>> Start

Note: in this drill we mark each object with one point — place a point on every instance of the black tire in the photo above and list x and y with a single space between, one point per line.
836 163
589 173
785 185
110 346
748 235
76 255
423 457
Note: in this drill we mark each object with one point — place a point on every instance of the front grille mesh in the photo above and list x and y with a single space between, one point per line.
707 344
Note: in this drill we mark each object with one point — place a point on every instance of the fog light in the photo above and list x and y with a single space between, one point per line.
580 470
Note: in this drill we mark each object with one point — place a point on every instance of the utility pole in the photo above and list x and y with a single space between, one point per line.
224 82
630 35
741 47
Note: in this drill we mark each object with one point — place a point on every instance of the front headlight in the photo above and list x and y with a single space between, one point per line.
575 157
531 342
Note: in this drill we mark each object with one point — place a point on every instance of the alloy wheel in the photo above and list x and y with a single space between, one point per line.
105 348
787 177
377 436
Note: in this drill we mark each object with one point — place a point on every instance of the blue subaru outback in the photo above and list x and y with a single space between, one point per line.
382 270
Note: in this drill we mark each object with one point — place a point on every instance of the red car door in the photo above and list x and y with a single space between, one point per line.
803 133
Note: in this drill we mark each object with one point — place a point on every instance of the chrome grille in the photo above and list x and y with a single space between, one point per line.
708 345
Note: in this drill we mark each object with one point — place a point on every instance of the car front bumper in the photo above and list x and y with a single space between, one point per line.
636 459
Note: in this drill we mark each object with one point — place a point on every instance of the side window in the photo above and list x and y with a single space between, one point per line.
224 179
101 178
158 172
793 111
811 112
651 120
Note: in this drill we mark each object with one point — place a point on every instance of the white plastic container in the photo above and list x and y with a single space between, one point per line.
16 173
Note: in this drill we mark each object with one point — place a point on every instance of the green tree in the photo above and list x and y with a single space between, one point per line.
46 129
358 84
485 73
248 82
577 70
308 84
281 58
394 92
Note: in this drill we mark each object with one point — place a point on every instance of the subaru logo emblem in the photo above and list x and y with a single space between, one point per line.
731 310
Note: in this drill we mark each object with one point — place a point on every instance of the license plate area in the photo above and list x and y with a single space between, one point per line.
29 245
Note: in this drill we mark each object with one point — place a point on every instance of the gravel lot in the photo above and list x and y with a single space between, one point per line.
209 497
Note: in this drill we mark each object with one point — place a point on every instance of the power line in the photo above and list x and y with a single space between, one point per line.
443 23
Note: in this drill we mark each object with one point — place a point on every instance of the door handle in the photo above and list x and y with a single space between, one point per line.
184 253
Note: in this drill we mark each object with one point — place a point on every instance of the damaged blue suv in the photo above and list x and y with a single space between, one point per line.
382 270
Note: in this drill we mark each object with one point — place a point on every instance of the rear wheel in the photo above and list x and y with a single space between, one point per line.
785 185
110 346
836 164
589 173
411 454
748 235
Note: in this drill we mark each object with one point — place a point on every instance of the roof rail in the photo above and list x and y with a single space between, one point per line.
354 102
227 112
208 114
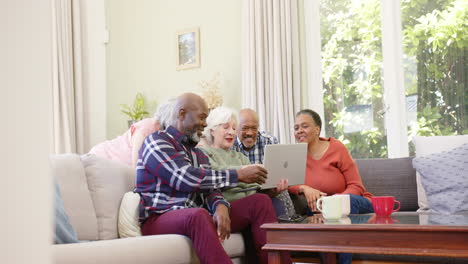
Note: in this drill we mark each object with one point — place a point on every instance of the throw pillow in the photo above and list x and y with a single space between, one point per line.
128 224
108 181
428 145
445 179
64 232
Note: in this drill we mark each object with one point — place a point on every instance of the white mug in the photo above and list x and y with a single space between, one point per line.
346 204
334 207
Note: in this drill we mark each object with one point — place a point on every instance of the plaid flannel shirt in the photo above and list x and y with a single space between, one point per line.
256 153
171 175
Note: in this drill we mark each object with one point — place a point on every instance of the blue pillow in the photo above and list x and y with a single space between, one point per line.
64 232
444 176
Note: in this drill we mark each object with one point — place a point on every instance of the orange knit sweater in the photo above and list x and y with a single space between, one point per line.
334 173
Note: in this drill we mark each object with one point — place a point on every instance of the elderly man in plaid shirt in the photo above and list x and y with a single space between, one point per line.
251 143
180 193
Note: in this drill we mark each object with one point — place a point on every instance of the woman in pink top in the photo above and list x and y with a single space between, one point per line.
330 168
125 148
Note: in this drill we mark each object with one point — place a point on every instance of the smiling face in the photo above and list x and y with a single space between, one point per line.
305 129
224 135
248 128
194 120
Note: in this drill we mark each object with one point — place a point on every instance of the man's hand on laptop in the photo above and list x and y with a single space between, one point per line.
253 173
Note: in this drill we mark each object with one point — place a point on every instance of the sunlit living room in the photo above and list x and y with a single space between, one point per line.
387 78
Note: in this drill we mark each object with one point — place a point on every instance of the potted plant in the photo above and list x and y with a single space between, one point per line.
136 111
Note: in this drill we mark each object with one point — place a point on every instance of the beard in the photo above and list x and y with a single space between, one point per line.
192 138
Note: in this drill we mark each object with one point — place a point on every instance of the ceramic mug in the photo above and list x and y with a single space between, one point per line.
383 205
346 204
386 220
334 207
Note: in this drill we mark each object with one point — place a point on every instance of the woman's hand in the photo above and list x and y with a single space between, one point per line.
280 186
223 222
312 195
254 173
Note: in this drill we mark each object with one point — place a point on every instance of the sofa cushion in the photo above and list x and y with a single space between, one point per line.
390 177
70 175
108 181
428 145
445 180
128 224
141 250
64 232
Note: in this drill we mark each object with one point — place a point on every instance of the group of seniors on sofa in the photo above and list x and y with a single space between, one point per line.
197 191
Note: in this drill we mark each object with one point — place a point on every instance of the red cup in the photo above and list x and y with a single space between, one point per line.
383 205
386 220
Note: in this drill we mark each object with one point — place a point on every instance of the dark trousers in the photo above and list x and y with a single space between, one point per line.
248 213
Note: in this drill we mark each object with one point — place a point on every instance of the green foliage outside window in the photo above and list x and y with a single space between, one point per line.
434 39
137 111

>> End

Direction: Exactly reproduce the lines that run from the line with "the red cup" through the last line of the records, inclusive.

Answer to the exercise:
Note: in this drill we mark each object with one point — place a point on every instance of the red cup in the photo above and list x and y with a single space between, one point per line.
383 205
386 220
Note: in this drill we mark each object with one point — place a point on every instance of the dark trousers in the photo above and list x and y with a single space between, one point per line.
248 213
Note: in this drill we mark each object with one point — place a point on every instance of the green foliage outside window in the photo above and list x and y with a single space between, one point per line.
434 39
137 111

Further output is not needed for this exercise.